- Çalışma Görevleri:
**1.** Adil Ekonomik Düzen yazısında “İnsanlık tarım dönemi hukukundan” diye başlayan paragrafı, ana bilgilerini koruyarak kısa bir madde listesine dönüştürün.
**2.** Adil Ekonomik Düzen yazısına göre aşağıdaki soruları yanıtlayın ve her yanıtı aynı harfle işaretleyin.
(a) Yazıda hangi surenin kaçıncı ayeti ele alınıyor?
(b) Necmettin Erbakan 1969 seçimlerinde hangi ilde bağımsız milletvekili adayı oldu?
(c) Necmettin Erbakan, polis zoruyla atıldığı yerde hangi görevi yapıyordu?
**3.** Adil Ekonomik Düzen yazısını, son cümlesinden itibaren aynı üslupla sürdürün.

- Verilen Metin:
Adil Ekonomik Düzen’i böyle anlatmış olacağız
Önceki yazıda ele aldığımız En’am Suresi 36’ıncı ayet “İnnema yestecîbullezîne yesme’ûne…” şeklinde başlıyor ve “ve’l-mevta yeb’asühümüllahu sümme ilyhi yurceûne” şekline sona eriyor. Geçen yazıda ayetin ilk bölümünü yorumladık. Kaldığımız yerden devam ediyoruz. Bize göre ayetin tamamının Türkçe anlamı şöyle: “Sem’ edenler isticâbe ederler. Mevtayı ise Allah ba’s eder. Sonra O’na rücu ederler.”
Diyanet’in meali de şöyle: “(Davete), ancak (bütün kalpleriyle) kulak verenler uyar. (Kalben) ölüleri ise (yalnızca) Allah diriltir. Sonra da hepsi O'na döndürülürler.”
Ayette “sümme yeb’asühümüllahu” denmiyor da “yeb’asühümüllahü” deniyor, “sümme”yi sonra kullanıyor; “sonra O’na rücu edeceksiniz” diyor. Yani ba’s ahiretten öncedir, rücudan öncedir. İnsanların bu dünyada ba’s olunacaklarından bahsediyor.
Bu büyük bir müjdedir. Demek ki insanlar bugünkü bu ölgün ve perişan durumdan kurtulacaklardır, uyanmanın da ötesinde dirileceklerdir.
Peki, insanlar uyanmanın da ötesindeki dirilişe nasıl ulaşacaklardır?
İnsanlık tarım dönemi hukukundan sanayi dönemi hukukuna ve bilgi yani bilgisayar çağına geçerken, bugünkü cahiliye döneminden beter hukuk yerine, ancak Adil Düzen Anayasası’na yani Kur’an’ın anlattıklarına kulak verenler, sem’ edip isticabe edeceklerdir. Saadet Partisi ile diğer bağımsız partiler çağımızın muhtaç olduğu Adil Düzen’i kuracaklardır. Belki birçok parti de zamanla bunlara katılacaktır.
Ayette “ellezîne yesme’ûne / onlar sem’ edenlerdir” diyor yani onlar Adil Düzen’e, Adil Ekonomik Düzen’e kulak verenlerdir, Prof. Dr. Necmettin Erbakan Hoca’yı dinleyenlerdir. Necmettin Erbakan bir profesördü. TOBB başkanlığını yapıyordu. Oradan polis zoruyla atıldı. Kendisi 1969 seçimlerinde Konya’da bağımsız milletvekili adayı oldu; biz de Aydın’da (Süleyman Karagülle) ve İstanbul’da (Ömer Faruk Yeğin) bağımsız aday olduk. Sonra, bizim 1968 yılındaki ziyaretimizde kendisine önerdiğimiz üzere önce Millî Nizam, sonra Millî Selamet partilerini kurdu; biz de MSP İl Başkanı olarak İzmir ve Ege Bölgesi’nde parti teşkilatlarını kurduk. Refah Partisi dönemindeki haftalık görüşmelerimizde de kalemi eline aldı ve bizimle sohbete başladı; artık her hafta buluşuyor ve çalışıyorduk...

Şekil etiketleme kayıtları
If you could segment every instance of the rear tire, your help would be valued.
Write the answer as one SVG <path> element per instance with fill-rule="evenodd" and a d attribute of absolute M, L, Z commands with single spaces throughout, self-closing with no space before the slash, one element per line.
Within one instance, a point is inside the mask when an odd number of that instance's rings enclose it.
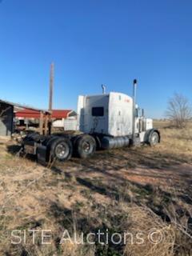
<path fill-rule="evenodd" d="M 154 131 L 150 135 L 150 139 L 149 139 L 150 146 L 152 146 L 157 145 L 158 143 L 159 143 L 159 140 L 160 140 L 159 134 L 156 131 Z"/>
<path fill-rule="evenodd" d="M 71 158 L 73 146 L 67 138 L 58 138 L 50 144 L 50 158 L 51 161 L 58 160 L 64 162 Z"/>
<path fill-rule="evenodd" d="M 80 137 L 75 143 L 76 154 L 81 158 L 92 156 L 96 150 L 96 142 L 90 135 Z"/>

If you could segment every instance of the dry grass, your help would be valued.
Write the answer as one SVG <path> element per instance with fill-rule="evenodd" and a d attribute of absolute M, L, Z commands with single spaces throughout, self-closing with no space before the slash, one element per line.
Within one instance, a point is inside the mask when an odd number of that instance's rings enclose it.
<path fill-rule="evenodd" d="M 162 142 L 154 148 L 98 151 L 51 169 L 0 144 L 0 255 L 191 255 L 192 128 L 155 126 Z M 163 230 L 168 244 L 58 242 L 66 229 L 78 235 L 107 229 L 111 235 L 153 228 Z M 15 229 L 51 230 L 51 244 L 41 245 L 38 235 L 33 245 L 27 234 L 26 243 L 11 245 Z"/>

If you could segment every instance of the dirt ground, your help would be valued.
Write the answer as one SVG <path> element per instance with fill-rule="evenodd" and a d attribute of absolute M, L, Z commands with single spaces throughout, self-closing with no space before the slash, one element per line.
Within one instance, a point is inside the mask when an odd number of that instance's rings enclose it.
<path fill-rule="evenodd" d="M 192 255 L 192 128 L 155 126 L 162 134 L 155 147 L 98 151 L 50 168 L 19 158 L 15 143 L 0 143 L 0 255 L 145 256 L 142 250 L 135 254 L 122 244 L 82 248 L 58 242 L 66 229 L 129 230 L 127 207 L 135 206 L 147 207 L 169 225 L 177 221 L 187 233 L 179 249 L 159 255 Z M 29 229 L 51 230 L 51 244 L 38 240 L 34 245 L 29 234 L 26 242 L 11 242 L 13 230 Z"/>

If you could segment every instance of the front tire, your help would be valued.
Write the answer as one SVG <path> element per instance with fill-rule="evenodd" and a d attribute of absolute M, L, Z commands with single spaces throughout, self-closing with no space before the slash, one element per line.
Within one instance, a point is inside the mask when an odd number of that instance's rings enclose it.
<path fill-rule="evenodd" d="M 77 155 L 81 158 L 86 158 L 92 156 L 96 150 L 96 142 L 90 135 L 80 137 L 75 145 Z"/>

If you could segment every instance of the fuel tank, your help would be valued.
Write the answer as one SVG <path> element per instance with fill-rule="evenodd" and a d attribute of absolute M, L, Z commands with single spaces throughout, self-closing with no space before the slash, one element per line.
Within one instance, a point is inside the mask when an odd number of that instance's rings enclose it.
<path fill-rule="evenodd" d="M 108 137 L 104 136 L 101 140 L 102 148 L 104 150 L 116 149 L 127 146 L 130 144 L 130 138 L 127 136 Z"/>

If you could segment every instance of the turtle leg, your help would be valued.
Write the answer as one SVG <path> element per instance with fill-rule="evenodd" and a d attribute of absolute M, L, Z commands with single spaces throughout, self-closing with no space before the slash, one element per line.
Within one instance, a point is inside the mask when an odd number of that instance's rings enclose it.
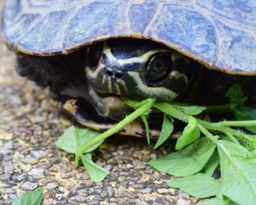
<path fill-rule="evenodd" d="M 68 55 L 38 57 L 19 52 L 17 54 L 17 72 L 34 81 L 38 86 L 50 89 L 56 94 L 69 92 L 84 95 L 86 90 L 85 50 Z M 71 92 L 71 91 L 73 92 Z M 84 96 L 83 96 L 84 97 Z"/>
<path fill-rule="evenodd" d="M 67 96 L 61 96 L 59 98 L 62 108 L 71 114 L 80 124 L 104 132 L 118 123 L 117 121 L 101 117 L 98 115 L 93 106 L 84 99 L 74 99 Z M 157 139 L 160 135 L 161 128 L 149 130 L 149 136 L 152 139 Z M 146 130 L 143 122 L 137 119 L 120 130 L 118 134 L 121 135 L 135 136 L 146 138 Z"/>

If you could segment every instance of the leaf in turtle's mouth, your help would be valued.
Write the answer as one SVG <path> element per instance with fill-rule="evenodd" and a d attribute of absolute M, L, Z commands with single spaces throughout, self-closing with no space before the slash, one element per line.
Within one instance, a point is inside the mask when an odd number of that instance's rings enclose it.
<path fill-rule="evenodd" d="M 102 98 L 105 98 L 105 97 L 116 97 L 117 98 L 119 98 L 120 100 L 122 100 L 120 99 L 120 95 L 117 95 L 117 94 L 114 94 L 114 93 L 103 93 L 103 92 L 100 92 L 98 90 L 95 90 L 95 91 L 97 92 L 97 94 L 100 96 Z"/>
<path fill-rule="evenodd" d="M 89 95 L 91 103 L 97 113 L 101 116 L 119 121 L 133 111 L 131 108 L 123 102 L 119 95 L 102 93 L 90 88 Z"/>

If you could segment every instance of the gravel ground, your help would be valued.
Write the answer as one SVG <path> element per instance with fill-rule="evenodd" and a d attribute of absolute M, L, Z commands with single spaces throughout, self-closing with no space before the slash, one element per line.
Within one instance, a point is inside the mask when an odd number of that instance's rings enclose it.
<path fill-rule="evenodd" d="M 195 204 L 166 182 L 171 177 L 147 165 L 170 151 L 154 150 L 145 140 L 114 136 L 94 155 L 111 172 L 101 183 L 90 180 L 74 156 L 55 141 L 72 119 L 42 90 L 15 71 L 15 58 L 0 44 L 0 205 L 44 188 L 43 204 Z"/>

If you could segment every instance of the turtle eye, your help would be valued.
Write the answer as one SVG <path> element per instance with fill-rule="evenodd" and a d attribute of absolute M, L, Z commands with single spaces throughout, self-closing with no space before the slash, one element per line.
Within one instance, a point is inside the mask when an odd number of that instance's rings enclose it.
<path fill-rule="evenodd" d="M 98 65 L 103 50 L 102 42 L 88 46 L 86 50 L 86 64 L 91 69 L 95 70 Z"/>
<path fill-rule="evenodd" d="M 153 55 L 149 60 L 145 79 L 147 83 L 156 84 L 163 80 L 172 70 L 172 61 L 170 53 L 159 53 Z"/>

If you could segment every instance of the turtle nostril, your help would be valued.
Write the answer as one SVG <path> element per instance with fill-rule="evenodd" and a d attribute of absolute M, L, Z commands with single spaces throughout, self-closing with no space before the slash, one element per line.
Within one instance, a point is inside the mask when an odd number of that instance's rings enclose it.
<path fill-rule="evenodd" d="M 121 79 L 122 77 L 122 75 L 120 72 L 117 72 L 115 74 L 116 79 Z"/>
<path fill-rule="evenodd" d="M 110 70 L 107 71 L 107 75 L 109 77 L 113 77 L 113 72 Z"/>

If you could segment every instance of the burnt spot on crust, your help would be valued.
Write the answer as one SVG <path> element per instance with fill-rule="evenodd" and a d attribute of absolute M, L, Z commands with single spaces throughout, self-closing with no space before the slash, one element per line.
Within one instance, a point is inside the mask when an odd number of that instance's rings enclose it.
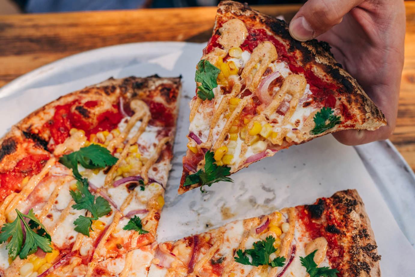
<path fill-rule="evenodd" d="M 33 134 L 29 132 L 22 131 L 23 135 L 27 138 L 29 138 L 34 141 L 35 143 L 43 149 L 48 151 L 48 142 L 45 141 L 37 134 Z"/>
<path fill-rule="evenodd" d="M 327 225 L 326 227 L 326 231 L 332 234 L 340 234 L 340 229 L 334 225 Z"/>
<path fill-rule="evenodd" d="M 325 206 L 324 201 L 321 198 L 318 200 L 317 204 L 312 205 L 305 205 L 305 208 L 307 209 L 311 215 L 311 218 L 314 219 L 320 218 L 324 211 Z"/>
<path fill-rule="evenodd" d="M 17 149 L 17 143 L 13 138 L 6 138 L 1 144 L 0 148 L 0 162 L 8 155 L 14 153 Z"/>
<path fill-rule="evenodd" d="M 89 118 L 89 111 L 82 106 L 77 106 L 75 107 L 75 110 L 85 118 Z"/>

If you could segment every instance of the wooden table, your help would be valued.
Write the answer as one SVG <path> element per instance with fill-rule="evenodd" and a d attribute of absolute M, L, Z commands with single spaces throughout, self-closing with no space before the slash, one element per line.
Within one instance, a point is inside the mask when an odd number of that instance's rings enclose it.
<path fill-rule="evenodd" d="M 405 63 L 391 139 L 415 170 L 415 1 L 405 1 Z M 290 20 L 298 5 L 254 7 Z M 103 46 L 152 41 L 203 42 L 215 7 L 0 16 L 0 87 L 46 64 Z"/>

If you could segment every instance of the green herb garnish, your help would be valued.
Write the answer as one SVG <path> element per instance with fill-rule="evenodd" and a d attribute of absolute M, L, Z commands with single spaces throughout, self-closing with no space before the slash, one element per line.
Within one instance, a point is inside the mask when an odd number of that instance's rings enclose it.
<path fill-rule="evenodd" d="M 317 111 L 313 119 L 315 123 L 314 129 L 310 131 L 312 135 L 318 135 L 331 129 L 336 124 L 342 123 L 340 116 L 333 114 L 333 111 L 331 108 L 323 107 L 320 111 Z"/>
<path fill-rule="evenodd" d="M 137 231 L 140 235 L 149 232 L 148 231 L 143 230 L 143 225 L 141 223 L 141 220 L 137 215 L 134 215 L 134 217 L 130 219 L 129 221 L 124 226 L 122 230 Z"/>
<path fill-rule="evenodd" d="M 203 59 L 198 64 L 195 81 L 202 83 L 198 88 L 198 96 L 203 100 L 212 100 L 215 97 L 212 89 L 217 87 L 216 79 L 220 69 L 208 61 Z"/>
<path fill-rule="evenodd" d="M 194 174 L 188 175 L 183 184 L 183 186 L 190 185 L 193 184 L 201 183 L 202 185 L 207 185 L 210 186 L 214 183 L 224 181 L 225 182 L 233 182 L 233 180 L 228 177 L 225 177 L 230 173 L 230 168 L 225 166 L 219 166 L 215 163 L 213 158 L 213 152 L 208 151 L 205 154 L 205 171 L 199 169 L 199 171 Z M 205 192 L 200 187 L 200 190 Z"/>
<path fill-rule="evenodd" d="M 269 236 L 264 240 L 255 242 L 252 249 L 247 249 L 243 252 L 239 249 L 236 252 L 238 257 L 234 257 L 235 261 L 242 265 L 251 265 L 255 267 L 262 265 L 268 265 L 273 267 L 283 266 L 286 260 L 283 257 L 277 257 L 269 262 L 269 255 L 277 251 L 273 245 L 275 242 L 275 238 Z M 252 262 L 249 261 L 248 255 L 251 256 Z"/>
<path fill-rule="evenodd" d="M 31 209 L 27 215 L 20 213 L 17 209 L 15 210 L 17 214 L 16 219 L 13 222 L 5 223 L 0 233 L 0 243 L 7 241 L 11 237 L 6 246 L 6 249 L 9 250 L 9 256 L 13 260 L 17 255 L 20 259 L 26 259 L 37 251 L 38 247 L 44 252 L 51 252 L 53 248 L 51 246 L 51 235 L 35 216 L 33 209 Z M 24 220 L 24 218 L 29 220 L 28 223 Z M 23 228 L 26 232 L 24 245 Z"/>
<path fill-rule="evenodd" d="M 339 271 L 336 269 L 330 269 L 327 267 L 317 267 L 317 264 L 314 262 L 314 255 L 317 252 L 316 250 L 304 257 L 300 257 L 301 265 L 305 267 L 310 277 L 337 277 L 336 273 L 338 273 Z"/>
<path fill-rule="evenodd" d="M 69 193 L 76 204 L 72 205 L 72 208 L 76 210 L 85 209 L 91 213 L 92 217 L 88 217 L 80 215 L 73 224 L 76 226 L 75 231 L 89 236 L 89 229 L 92 229 L 92 220 L 96 220 L 101 216 L 107 215 L 111 211 L 111 208 L 108 201 L 102 196 L 95 197 L 91 194 L 88 190 L 88 180 L 76 182 L 78 189 L 74 191 L 71 190 Z"/>
<path fill-rule="evenodd" d="M 59 159 L 61 163 L 72 169 L 74 176 L 80 181 L 82 176 L 78 171 L 78 163 L 85 168 L 94 169 L 112 166 L 118 160 L 108 149 L 98 144 L 82 147 L 78 151 L 64 155 Z"/>

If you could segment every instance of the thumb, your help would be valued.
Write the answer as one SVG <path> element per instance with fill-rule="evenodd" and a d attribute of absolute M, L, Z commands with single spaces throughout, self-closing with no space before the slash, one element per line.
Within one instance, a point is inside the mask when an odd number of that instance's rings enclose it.
<path fill-rule="evenodd" d="M 364 0 L 308 0 L 290 22 L 293 38 L 305 41 L 342 22 L 343 17 Z"/>

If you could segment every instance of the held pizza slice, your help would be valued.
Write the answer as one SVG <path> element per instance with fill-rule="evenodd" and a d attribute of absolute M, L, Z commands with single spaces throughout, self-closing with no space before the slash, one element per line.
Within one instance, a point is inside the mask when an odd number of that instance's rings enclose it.
<path fill-rule="evenodd" d="M 37 183 L 22 190 L 27 193 L 16 193 L 23 201 L 5 204 L 2 225 L 16 218 L 15 208 L 32 213 L 50 236 L 51 252 L 13 260 L 5 242 L 0 272 L 90 276 L 103 261 L 129 257 L 155 241 L 181 87 L 179 78 L 110 79 L 17 124 L 52 158 Z"/>
<path fill-rule="evenodd" d="M 379 277 L 369 219 L 355 190 L 160 243 L 149 277 Z"/>
<path fill-rule="evenodd" d="M 285 22 L 232 1 L 213 34 L 196 67 L 179 193 L 294 144 L 386 124 L 327 43 L 296 41 Z"/>

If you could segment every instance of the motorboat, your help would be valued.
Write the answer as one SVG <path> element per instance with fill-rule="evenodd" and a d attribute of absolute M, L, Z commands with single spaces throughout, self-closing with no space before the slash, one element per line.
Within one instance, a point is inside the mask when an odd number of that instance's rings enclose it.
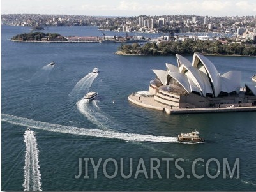
<path fill-rule="evenodd" d="M 204 142 L 205 141 L 204 138 L 199 137 L 199 133 L 197 131 L 188 133 L 181 133 L 177 136 L 177 140 L 179 142 L 191 143 Z"/>
<path fill-rule="evenodd" d="M 84 99 L 93 100 L 93 99 L 96 98 L 98 96 L 98 92 L 89 92 L 86 94 L 84 96 Z"/>
<path fill-rule="evenodd" d="M 93 73 L 97 73 L 98 71 L 99 71 L 99 70 L 98 70 L 98 69 L 97 68 L 94 68 L 93 70 Z"/>

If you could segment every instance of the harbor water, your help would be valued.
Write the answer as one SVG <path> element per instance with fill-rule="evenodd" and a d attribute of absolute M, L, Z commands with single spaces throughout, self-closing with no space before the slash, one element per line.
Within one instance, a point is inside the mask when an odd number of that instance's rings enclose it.
<path fill-rule="evenodd" d="M 151 70 L 177 64 L 175 56 L 117 55 L 118 43 L 9 40 L 29 31 L 2 26 L 2 191 L 256 190 L 255 112 L 170 115 L 139 107 L 128 96 L 147 91 Z M 103 33 L 91 26 L 43 32 Z M 243 83 L 256 74 L 256 57 L 207 57 L 220 73 L 241 71 Z M 91 91 L 98 96 L 88 101 Z M 195 130 L 205 143 L 177 141 Z M 96 175 L 93 162 L 101 162 Z"/>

- Alıştırma Sonuçları:
**1.**
- İnsanlık tarım dönemi hukukundan sanayi dönemi hukukuna ve bilgi, yani bilgisayar çağına geçmektedir.
- Bu geçişte, bugünkü cahiliye döneminden beter hukuk yerine yalnızca Adil Düzen Anayasası’na, yani Kur’an’ın anlattıklarına kulak verenler sem’ edip isticabe edecektir.
- Saadet Partisi ile diğer bağımsız partiler, çağın muhtaç olduğu Adil Düzen’i kuracaktır.
- Zamanla birçok partinin de bunlara katılması mümkündür.

**2.**
(a) En’am Suresi’nin 36. ayeti ele alınıyor.
(b) Konya’da bağımsız milletvekili adayı oldu.
(c) TOBB başkanlığını yapıyordu.

**3.**
“Adil Düzen, adil ekonemik düzen” işte o çalışmalarla ortaya çıktı.
Bugün Recep Tayyip Erdoğan o sayede o makamlarda bulunmaktadır.
Cumhurbaşkanı günlük işlerle uğraşmaz. Cumhurbaşkanı yeni düzeni bulmaya çalışır. Bunu gerçekleştirmek için herkese ve her şeye kulak verir; bu arada Adil Düzen çalışanlarına da kulak verir. Cumhurbaşkanının müşfik eli tüm vatandaşlara ve insanlara ulaşır. Cumhurbaşkanı insanları ceza ile değil, silahla değil, tebliğ ile inandırarak düzeltir, çare ve çözümler üreterek düzeltir. Muhterem Cumhurbaşkanımıza sem’ edenlerden olmasını tebliğ ediyoruz. Biz aracıyız. Biz sadece tebliğ ve irşad ediyoruz. Biz sadece elçiyiz. Elçiye zeval yoktur. Kimse bize kızmasın, darılmasın. Hakkı ve sabrı tavsiye etmek herkesin hakkıdır.
En’am Suresi 36’ıncı ayet “ve’l-mevta yeb’asühümüllahu… / ve mevtayı ise Allah ba’s edecektir…” şeklinde devam ediyor…
Günümüzde ülkemizi yönetenleri Allah ve O’nun halifesi olan halk diriltecektir. Başkan tarafsız olup diğer partilerle eşit uzaklıkta durursa diğer partiler de muhalefet etmekten vazgeçerler ve bütün siyasiler Adil Düzen’e doğru yol alırlar, Allah hepsini ba’s eder.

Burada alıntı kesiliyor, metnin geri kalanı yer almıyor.